§ **ABOUT THIS EXERCISE**: Your answer should hold only the line containing "Query: rubble on road" and each line that follows it in the listing, copied exactly.

§ **TASK INPUT**:
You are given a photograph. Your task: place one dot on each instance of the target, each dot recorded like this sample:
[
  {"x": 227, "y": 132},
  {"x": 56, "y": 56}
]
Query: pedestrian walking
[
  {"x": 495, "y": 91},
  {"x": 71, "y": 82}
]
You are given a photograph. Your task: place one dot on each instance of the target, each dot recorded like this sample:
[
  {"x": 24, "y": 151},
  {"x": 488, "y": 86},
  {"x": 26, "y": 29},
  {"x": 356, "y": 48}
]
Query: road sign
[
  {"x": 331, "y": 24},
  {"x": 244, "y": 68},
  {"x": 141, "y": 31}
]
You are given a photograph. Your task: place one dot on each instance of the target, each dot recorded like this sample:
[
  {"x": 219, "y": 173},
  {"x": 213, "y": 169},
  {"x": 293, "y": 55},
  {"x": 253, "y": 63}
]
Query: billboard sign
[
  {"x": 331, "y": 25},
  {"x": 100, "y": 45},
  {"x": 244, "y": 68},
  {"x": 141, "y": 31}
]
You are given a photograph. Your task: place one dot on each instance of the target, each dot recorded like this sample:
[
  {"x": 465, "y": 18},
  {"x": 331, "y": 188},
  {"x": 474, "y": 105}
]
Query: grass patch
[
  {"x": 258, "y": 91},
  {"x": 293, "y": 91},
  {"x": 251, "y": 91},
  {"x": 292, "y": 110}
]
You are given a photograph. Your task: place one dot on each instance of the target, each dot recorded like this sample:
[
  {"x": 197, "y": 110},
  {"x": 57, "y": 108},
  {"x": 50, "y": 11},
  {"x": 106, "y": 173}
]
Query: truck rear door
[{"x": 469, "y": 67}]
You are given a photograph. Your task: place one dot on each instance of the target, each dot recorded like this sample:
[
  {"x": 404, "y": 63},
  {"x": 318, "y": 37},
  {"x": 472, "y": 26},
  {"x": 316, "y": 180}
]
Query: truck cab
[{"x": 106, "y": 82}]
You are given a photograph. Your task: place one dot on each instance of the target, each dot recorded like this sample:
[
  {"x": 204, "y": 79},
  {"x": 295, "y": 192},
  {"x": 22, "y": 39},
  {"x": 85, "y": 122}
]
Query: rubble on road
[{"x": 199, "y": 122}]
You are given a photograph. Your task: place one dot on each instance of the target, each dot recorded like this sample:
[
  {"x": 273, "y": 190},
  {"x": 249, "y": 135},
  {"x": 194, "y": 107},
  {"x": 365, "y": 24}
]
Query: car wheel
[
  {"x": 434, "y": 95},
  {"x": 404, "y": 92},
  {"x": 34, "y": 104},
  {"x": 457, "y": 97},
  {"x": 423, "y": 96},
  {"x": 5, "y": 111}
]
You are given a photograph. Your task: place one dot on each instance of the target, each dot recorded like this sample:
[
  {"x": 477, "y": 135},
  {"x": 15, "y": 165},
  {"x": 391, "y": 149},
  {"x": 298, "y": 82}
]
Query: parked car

§ **ANSWER FOR THIS EXERCISE**:
Query: rubble on road
[{"x": 199, "y": 122}]
You are given a photograph. Your task: place one dot on each instance of the target, each dot recorded like this sample:
[
  {"x": 273, "y": 190},
  {"x": 249, "y": 135},
  {"x": 194, "y": 107},
  {"x": 365, "y": 24}
]
Query: car wheel
[
  {"x": 434, "y": 95},
  {"x": 404, "y": 92},
  {"x": 34, "y": 104},
  {"x": 457, "y": 97},
  {"x": 423, "y": 96},
  {"x": 5, "y": 111}
]
You are given a photograph. Your task: place one dot on each instance of the target, each dot recorded like this sample:
[
  {"x": 477, "y": 135},
  {"x": 15, "y": 165},
  {"x": 391, "y": 149},
  {"x": 298, "y": 82}
]
Query: parked car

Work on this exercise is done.